▶ _Problem details_
The line containing "of the bush" and every line after it, through the end of the records below: repeat them exactly, nothing more.

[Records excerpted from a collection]
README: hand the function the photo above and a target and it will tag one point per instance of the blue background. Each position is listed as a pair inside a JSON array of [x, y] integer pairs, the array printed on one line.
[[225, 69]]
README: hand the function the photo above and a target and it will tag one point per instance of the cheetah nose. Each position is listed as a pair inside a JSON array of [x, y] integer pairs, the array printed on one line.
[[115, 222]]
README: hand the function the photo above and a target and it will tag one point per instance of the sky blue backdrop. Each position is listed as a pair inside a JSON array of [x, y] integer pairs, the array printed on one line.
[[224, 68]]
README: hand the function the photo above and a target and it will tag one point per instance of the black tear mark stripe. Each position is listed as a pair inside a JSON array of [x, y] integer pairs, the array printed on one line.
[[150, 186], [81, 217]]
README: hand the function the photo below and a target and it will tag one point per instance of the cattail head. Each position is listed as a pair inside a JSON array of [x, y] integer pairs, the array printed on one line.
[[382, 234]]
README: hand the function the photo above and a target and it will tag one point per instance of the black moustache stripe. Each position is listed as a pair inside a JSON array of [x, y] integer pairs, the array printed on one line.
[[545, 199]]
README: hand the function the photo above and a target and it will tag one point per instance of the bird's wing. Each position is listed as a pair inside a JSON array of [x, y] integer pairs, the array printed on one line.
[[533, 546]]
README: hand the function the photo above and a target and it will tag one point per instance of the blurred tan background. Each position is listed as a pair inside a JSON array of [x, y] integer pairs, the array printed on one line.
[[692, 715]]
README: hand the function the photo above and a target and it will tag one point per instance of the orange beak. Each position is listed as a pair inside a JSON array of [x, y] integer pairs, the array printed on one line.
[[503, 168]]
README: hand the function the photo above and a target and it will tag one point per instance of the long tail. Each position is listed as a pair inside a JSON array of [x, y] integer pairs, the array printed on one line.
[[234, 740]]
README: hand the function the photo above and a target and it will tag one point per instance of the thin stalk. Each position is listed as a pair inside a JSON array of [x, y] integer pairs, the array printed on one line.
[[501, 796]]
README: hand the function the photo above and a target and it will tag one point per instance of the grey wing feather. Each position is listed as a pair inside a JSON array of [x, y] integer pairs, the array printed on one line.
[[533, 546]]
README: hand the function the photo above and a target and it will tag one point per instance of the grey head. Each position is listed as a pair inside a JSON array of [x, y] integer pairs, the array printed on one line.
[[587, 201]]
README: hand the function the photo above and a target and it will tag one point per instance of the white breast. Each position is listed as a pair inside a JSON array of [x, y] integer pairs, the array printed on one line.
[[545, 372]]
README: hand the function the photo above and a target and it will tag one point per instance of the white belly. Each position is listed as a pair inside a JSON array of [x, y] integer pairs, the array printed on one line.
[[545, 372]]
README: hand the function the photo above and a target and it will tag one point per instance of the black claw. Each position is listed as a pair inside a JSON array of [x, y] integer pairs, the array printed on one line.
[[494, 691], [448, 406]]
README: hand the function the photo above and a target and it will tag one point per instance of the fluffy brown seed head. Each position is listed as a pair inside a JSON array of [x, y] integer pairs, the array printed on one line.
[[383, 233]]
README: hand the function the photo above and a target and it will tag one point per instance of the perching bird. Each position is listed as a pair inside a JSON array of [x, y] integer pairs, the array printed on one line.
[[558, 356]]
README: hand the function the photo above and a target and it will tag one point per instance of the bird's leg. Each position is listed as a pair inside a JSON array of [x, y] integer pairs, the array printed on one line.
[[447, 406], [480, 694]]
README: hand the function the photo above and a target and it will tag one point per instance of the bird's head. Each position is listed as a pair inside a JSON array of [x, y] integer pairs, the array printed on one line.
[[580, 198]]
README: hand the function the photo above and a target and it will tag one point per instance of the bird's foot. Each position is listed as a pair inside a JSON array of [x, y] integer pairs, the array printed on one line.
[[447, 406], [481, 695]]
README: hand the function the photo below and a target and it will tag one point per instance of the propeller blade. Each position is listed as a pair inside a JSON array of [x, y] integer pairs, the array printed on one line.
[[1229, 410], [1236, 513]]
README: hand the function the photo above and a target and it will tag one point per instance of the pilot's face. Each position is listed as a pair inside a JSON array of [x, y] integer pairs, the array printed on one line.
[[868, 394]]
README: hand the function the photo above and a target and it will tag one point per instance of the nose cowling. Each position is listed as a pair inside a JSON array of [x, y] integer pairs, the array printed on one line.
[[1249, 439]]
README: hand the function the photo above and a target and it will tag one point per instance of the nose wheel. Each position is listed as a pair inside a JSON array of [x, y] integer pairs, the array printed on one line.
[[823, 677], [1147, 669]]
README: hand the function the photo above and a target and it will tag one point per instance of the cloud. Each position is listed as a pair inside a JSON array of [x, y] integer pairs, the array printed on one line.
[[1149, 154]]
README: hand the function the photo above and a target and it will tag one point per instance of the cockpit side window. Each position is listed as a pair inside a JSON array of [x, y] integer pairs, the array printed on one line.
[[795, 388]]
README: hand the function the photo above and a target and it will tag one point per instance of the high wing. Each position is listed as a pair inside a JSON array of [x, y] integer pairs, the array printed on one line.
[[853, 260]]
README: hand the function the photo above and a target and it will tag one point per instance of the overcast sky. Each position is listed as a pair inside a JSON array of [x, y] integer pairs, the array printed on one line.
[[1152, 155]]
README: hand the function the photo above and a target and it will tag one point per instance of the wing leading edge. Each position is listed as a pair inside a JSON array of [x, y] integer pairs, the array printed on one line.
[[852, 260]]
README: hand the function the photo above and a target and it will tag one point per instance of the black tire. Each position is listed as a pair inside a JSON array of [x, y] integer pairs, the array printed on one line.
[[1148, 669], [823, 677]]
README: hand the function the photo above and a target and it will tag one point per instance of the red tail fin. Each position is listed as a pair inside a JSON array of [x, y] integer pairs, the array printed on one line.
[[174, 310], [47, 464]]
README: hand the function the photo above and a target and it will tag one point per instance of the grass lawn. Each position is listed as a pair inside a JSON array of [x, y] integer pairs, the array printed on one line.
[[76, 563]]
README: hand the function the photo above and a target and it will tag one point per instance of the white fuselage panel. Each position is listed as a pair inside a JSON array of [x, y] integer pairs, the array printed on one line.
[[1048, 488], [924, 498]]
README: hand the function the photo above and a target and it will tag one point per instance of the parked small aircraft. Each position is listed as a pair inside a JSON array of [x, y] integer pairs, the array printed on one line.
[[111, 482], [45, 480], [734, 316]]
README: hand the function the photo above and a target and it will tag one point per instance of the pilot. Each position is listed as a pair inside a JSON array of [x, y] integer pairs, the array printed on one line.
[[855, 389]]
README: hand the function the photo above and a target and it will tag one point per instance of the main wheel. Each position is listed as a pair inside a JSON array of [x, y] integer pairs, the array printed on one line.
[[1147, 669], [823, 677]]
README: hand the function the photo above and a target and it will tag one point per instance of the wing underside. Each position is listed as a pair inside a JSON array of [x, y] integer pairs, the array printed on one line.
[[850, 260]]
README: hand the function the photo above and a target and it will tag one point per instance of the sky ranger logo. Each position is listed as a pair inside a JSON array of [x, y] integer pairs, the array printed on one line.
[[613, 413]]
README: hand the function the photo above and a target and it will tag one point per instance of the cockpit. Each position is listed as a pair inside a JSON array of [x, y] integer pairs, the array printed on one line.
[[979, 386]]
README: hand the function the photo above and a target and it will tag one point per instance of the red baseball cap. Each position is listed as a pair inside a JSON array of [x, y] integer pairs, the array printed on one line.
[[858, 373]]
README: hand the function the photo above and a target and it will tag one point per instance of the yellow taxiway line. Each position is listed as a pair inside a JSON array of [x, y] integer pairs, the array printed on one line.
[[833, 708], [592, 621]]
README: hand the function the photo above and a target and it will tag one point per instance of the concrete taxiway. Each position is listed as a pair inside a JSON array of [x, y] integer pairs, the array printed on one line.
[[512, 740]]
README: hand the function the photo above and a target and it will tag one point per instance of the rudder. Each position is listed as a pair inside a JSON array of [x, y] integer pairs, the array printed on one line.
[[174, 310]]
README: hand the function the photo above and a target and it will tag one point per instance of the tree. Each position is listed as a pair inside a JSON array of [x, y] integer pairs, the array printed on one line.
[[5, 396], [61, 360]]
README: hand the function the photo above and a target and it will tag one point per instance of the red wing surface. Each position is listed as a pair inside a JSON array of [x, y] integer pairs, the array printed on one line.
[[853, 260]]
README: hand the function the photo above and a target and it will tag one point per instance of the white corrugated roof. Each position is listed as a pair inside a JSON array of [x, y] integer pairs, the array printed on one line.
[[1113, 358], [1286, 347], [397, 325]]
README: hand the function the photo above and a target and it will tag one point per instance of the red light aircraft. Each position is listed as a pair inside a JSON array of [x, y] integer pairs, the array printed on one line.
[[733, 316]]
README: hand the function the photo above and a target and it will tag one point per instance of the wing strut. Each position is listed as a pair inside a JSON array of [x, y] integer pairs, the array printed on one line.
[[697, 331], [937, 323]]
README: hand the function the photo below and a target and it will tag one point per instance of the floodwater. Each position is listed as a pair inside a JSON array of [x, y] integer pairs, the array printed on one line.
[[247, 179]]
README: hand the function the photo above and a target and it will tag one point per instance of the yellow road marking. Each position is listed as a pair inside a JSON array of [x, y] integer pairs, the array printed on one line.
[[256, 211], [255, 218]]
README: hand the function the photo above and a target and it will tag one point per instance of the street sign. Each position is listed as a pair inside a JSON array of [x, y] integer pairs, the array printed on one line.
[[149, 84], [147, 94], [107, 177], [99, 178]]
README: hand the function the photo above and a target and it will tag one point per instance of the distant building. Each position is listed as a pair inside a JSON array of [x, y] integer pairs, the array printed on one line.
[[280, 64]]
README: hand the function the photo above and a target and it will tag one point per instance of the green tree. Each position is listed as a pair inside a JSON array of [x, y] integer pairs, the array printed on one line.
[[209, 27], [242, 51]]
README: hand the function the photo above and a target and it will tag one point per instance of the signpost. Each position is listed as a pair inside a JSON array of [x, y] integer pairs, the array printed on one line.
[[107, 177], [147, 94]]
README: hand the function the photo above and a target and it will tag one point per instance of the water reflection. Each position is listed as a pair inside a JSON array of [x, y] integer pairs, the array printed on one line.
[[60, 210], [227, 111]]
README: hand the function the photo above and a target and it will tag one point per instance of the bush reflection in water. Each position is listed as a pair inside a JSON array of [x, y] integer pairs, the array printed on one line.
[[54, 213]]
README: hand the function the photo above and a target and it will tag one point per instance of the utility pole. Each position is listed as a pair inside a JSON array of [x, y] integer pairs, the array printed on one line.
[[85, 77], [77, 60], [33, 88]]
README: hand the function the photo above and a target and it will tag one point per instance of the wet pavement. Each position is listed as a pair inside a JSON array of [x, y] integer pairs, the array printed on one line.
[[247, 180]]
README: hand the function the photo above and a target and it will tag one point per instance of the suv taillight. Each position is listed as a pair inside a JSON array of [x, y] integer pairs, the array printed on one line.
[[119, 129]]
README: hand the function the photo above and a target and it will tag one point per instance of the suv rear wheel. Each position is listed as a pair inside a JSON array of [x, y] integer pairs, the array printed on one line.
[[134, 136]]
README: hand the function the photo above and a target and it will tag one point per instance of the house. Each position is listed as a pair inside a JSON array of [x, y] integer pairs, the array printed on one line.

▶ _Your response_
README: hand the function the photo above and a target and it will tag one point per instance of the bush reflection in water. Each position is listed as a pair inside a JSON array of [x, y] integer pairs, the array printed on one line.
[[54, 213]]
README: hand the function the photo above and a target and it will tag one point per instance of the utility pole. Each position is listed as a pair inside a JSON array of [x, y] integer pairs, the array printed on one line.
[[85, 77], [77, 60], [33, 88]]
README: hand the function the photo above and a target and it will tag one point per instance of the wet pavement. Each position is listed as a pair inside a JSON array of [x, y] integer pairs, the array printed on one line.
[[247, 180]]
README: hand the function the photo above and a target and it will tag one point per instance of the suv taillight. Each position is listed as a pair inside a JSON array of [x, y] integer pairs, the array printed on one line.
[[119, 129]]
README: hand the function the photo above and a target and it will tag one point per instance of the suv rear wheel. Each position is listed as a pair inside a JSON array of [x, y] integer pairs, the array printed on one line.
[[134, 136]]
README: hand the function the photo above and a target and it will tag one point per instance of the house. Each position is listed as a pair inside a JSON array of [x, y] integer pairs, the array printed on one line.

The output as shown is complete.